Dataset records
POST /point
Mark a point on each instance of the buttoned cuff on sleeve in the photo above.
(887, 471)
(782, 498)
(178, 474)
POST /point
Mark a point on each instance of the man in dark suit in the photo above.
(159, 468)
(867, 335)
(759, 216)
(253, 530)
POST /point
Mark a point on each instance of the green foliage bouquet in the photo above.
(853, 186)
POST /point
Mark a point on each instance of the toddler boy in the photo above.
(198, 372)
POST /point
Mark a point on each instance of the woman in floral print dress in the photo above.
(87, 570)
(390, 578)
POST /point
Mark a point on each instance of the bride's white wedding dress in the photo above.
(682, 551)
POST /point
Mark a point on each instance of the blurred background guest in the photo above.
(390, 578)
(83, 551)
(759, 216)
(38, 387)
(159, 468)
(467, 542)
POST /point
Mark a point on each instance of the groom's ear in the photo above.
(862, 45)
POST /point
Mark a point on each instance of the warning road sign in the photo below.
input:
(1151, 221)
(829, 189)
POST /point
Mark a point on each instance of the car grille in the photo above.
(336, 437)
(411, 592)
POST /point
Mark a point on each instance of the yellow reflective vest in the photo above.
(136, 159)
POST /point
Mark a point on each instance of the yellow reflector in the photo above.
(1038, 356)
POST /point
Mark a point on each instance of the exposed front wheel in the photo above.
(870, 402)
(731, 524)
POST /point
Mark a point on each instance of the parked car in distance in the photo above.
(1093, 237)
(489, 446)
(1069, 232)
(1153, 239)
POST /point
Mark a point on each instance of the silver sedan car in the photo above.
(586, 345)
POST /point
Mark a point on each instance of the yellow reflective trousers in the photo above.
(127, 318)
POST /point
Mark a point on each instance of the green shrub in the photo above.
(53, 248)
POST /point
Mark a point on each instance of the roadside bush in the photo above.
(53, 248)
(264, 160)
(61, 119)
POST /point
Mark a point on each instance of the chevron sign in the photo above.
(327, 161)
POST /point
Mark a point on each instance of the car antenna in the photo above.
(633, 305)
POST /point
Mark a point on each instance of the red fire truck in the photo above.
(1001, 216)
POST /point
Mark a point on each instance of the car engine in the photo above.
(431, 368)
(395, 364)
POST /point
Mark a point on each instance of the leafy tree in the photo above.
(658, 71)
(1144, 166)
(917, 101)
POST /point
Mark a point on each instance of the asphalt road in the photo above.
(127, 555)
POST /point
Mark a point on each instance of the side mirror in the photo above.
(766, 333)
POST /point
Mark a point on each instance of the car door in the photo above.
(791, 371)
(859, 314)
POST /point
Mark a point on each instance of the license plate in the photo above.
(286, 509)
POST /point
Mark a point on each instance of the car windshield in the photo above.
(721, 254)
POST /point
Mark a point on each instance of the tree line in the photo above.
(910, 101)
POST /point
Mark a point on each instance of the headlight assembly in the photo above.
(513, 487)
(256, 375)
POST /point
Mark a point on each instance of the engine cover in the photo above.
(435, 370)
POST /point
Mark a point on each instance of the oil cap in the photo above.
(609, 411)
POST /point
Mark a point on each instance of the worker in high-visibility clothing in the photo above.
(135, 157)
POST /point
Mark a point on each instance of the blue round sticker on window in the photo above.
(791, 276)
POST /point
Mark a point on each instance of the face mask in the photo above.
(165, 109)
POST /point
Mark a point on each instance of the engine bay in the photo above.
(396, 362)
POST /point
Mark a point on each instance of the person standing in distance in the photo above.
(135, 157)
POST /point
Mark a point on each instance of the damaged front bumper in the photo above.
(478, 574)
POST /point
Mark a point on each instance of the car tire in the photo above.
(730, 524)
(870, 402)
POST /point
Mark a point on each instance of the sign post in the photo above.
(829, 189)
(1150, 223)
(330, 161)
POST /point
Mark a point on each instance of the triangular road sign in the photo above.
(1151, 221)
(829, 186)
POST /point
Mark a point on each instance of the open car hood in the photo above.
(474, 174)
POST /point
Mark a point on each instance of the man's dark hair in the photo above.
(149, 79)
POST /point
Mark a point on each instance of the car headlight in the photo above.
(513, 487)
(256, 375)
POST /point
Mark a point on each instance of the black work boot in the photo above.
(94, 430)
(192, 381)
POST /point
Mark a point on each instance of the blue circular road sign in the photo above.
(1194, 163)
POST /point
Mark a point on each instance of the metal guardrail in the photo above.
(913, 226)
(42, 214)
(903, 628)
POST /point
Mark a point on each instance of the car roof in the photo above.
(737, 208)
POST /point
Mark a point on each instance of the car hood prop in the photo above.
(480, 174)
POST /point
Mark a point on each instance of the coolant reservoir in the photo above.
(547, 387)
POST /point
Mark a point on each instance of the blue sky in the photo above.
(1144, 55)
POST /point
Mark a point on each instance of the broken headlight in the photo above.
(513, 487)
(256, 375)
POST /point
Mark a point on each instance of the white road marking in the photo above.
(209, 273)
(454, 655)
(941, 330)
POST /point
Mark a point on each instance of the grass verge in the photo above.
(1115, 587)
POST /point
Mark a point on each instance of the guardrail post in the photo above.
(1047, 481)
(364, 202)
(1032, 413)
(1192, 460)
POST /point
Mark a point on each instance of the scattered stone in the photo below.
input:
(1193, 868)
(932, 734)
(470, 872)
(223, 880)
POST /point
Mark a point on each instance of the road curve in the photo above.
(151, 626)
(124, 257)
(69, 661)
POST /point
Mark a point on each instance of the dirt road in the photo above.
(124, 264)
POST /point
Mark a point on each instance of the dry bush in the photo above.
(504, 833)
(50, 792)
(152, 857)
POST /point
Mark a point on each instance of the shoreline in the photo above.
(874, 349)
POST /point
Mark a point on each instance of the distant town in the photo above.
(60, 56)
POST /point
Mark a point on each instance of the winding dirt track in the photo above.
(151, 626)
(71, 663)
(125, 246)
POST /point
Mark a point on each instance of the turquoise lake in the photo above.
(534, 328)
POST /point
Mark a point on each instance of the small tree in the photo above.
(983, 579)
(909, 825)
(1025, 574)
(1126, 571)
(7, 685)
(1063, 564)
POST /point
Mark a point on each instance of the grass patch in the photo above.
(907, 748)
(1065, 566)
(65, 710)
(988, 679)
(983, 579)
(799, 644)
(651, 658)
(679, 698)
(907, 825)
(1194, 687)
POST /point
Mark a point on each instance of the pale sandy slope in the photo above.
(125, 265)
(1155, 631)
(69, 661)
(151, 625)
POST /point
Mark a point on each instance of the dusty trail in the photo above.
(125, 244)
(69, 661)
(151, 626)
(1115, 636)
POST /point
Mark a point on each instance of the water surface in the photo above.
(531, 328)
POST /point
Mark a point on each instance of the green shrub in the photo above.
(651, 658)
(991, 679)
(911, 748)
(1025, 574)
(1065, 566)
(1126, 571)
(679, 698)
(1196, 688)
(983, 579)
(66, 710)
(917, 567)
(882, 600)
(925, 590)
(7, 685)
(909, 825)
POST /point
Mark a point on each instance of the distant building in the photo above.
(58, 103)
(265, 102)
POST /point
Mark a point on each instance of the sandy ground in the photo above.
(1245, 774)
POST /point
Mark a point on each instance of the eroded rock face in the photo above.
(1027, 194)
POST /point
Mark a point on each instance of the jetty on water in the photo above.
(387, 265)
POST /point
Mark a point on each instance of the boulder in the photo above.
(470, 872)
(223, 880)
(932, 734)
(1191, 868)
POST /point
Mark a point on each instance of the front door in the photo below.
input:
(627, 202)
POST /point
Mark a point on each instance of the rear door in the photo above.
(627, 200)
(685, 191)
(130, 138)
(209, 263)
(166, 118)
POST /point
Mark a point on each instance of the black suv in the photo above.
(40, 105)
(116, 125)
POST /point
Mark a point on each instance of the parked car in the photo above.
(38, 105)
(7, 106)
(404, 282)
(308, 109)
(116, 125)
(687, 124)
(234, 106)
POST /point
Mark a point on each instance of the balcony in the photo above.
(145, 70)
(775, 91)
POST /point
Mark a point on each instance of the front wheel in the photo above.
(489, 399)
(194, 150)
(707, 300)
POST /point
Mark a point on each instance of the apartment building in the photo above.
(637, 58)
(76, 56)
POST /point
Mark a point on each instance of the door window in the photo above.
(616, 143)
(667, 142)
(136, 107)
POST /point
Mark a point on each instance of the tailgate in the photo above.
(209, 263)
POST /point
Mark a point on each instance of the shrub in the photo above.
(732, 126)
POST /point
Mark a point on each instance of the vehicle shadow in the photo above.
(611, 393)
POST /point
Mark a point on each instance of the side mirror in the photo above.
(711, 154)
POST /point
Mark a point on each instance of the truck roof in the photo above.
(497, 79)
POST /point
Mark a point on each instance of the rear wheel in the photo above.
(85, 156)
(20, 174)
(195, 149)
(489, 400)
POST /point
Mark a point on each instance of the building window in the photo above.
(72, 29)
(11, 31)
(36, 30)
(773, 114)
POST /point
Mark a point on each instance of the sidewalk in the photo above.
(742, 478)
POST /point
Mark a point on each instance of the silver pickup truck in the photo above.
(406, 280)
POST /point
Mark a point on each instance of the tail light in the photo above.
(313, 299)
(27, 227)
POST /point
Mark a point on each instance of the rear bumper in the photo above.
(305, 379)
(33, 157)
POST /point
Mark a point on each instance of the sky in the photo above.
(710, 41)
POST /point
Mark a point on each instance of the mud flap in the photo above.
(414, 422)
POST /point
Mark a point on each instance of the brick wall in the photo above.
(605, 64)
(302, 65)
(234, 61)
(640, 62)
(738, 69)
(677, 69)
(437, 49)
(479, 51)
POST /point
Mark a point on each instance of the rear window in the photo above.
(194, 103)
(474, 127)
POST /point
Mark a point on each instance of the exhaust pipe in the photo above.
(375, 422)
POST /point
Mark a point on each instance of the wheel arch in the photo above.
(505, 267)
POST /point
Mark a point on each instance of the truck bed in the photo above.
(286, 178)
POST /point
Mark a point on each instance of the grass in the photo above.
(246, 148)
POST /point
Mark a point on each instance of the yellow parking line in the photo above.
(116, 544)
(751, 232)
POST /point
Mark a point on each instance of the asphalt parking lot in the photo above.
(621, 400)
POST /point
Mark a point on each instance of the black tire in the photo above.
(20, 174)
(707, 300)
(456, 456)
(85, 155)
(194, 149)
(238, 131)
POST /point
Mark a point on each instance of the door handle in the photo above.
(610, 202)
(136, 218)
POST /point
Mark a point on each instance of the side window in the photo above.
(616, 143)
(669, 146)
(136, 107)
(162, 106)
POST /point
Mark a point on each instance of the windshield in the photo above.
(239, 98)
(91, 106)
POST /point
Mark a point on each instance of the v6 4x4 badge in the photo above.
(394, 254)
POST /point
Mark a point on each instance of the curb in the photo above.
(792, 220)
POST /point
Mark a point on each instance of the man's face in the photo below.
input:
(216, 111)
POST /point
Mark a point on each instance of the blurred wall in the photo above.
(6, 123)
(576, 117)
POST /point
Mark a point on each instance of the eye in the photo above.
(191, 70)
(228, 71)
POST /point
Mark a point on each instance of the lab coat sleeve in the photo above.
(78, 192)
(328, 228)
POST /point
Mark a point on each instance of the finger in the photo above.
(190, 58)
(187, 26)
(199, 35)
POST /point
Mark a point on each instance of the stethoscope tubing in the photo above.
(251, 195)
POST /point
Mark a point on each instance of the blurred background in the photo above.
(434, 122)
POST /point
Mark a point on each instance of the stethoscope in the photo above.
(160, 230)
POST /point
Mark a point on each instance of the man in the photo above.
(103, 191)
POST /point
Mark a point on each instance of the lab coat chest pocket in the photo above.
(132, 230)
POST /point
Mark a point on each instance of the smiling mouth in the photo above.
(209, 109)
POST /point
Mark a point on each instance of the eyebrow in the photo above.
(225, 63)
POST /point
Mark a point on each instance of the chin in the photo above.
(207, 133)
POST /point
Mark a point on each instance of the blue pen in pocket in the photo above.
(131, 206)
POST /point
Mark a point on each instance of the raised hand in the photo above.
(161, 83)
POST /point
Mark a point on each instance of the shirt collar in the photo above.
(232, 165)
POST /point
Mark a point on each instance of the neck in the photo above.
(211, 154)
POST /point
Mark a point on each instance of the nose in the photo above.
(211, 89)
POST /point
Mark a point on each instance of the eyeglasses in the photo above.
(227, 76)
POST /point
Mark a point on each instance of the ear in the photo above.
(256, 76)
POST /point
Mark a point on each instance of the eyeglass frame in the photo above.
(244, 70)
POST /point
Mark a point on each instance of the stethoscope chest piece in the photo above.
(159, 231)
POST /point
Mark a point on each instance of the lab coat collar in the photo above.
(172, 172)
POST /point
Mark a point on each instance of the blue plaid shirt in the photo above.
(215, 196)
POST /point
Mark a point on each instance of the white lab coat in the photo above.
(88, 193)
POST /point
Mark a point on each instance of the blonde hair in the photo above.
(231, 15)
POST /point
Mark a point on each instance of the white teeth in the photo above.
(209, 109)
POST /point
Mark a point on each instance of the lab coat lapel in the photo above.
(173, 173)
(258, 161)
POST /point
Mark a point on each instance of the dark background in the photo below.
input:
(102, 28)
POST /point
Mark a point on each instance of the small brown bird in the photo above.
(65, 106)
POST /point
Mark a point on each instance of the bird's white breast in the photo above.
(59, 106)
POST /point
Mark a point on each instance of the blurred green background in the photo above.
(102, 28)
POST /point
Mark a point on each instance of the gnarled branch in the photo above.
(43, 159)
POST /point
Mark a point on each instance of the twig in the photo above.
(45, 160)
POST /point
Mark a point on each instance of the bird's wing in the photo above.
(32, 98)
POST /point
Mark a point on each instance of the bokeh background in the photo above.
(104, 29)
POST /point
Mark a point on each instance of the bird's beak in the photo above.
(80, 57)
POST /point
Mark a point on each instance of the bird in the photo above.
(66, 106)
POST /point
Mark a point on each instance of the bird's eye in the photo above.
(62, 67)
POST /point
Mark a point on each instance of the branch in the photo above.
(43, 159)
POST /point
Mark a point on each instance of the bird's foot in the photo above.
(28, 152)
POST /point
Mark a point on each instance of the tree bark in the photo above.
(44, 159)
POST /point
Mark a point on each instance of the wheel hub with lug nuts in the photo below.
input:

> What you are asked to do
In the records above, how many lines hold the string "below"? Give the number only.

> Task response
6